## EXERCISE REQUIREMENTS
Express every line of the listing as a JSON array of strings, one string per line with blank lines omitted, covering everything from the start of the listing down through the line containing "[600,275,703,470]", with both ends included.

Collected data
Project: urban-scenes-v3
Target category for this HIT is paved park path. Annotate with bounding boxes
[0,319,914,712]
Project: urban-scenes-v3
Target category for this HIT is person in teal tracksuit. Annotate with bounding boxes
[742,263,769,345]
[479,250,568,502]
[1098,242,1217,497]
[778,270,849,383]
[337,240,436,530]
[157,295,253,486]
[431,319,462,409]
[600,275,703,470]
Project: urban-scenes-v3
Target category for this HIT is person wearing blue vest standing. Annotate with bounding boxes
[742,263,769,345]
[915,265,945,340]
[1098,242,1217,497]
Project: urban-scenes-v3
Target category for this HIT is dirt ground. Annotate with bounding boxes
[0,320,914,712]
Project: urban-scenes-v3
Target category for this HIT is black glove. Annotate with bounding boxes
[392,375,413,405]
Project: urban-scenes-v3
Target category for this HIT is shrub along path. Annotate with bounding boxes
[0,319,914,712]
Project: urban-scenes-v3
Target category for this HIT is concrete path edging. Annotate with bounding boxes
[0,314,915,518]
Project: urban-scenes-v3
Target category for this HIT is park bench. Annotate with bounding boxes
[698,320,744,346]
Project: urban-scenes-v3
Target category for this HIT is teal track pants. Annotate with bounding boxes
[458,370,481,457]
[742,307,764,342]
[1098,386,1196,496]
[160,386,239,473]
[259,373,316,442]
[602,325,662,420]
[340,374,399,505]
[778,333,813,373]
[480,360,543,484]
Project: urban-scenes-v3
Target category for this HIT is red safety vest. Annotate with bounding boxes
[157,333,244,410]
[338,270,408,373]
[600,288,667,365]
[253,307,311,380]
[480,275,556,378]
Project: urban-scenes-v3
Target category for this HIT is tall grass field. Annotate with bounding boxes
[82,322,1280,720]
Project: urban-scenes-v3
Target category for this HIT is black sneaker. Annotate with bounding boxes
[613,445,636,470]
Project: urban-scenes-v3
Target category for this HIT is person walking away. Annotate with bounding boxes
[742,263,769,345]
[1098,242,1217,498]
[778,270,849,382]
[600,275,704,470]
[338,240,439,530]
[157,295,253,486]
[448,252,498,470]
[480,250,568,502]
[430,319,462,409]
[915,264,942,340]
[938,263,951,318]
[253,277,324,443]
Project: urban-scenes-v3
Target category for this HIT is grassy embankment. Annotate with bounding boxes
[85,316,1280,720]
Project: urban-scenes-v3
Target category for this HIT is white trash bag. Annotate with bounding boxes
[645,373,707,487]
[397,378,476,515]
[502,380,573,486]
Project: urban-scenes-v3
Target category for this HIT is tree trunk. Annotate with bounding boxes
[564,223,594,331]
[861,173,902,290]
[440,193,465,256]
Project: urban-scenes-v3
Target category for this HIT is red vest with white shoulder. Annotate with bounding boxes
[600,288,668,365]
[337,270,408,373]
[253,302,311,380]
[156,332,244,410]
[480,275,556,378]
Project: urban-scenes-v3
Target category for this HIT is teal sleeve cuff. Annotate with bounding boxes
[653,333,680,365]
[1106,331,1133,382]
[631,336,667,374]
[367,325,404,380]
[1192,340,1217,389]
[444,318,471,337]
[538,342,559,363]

## ANSWER TO THIS PROBLEM
[
  "Project: urban-scenes-v3",
  "Target category for this HIT is paved park path. Annotate with bounding boxes",
  "[0,319,914,712]",
  "Project: urban-scenes-v3",
  "Target category for this HIT is person in teal tracksuit. Annotate with bounding boxes",
  "[742,263,769,345]",
  "[479,250,568,502]",
  "[1098,242,1217,497]",
  "[778,270,849,383]",
  "[337,240,436,530]",
  "[157,295,253,486]",
  "[431,319,462,409]",
  "[600,275,703,470]"
]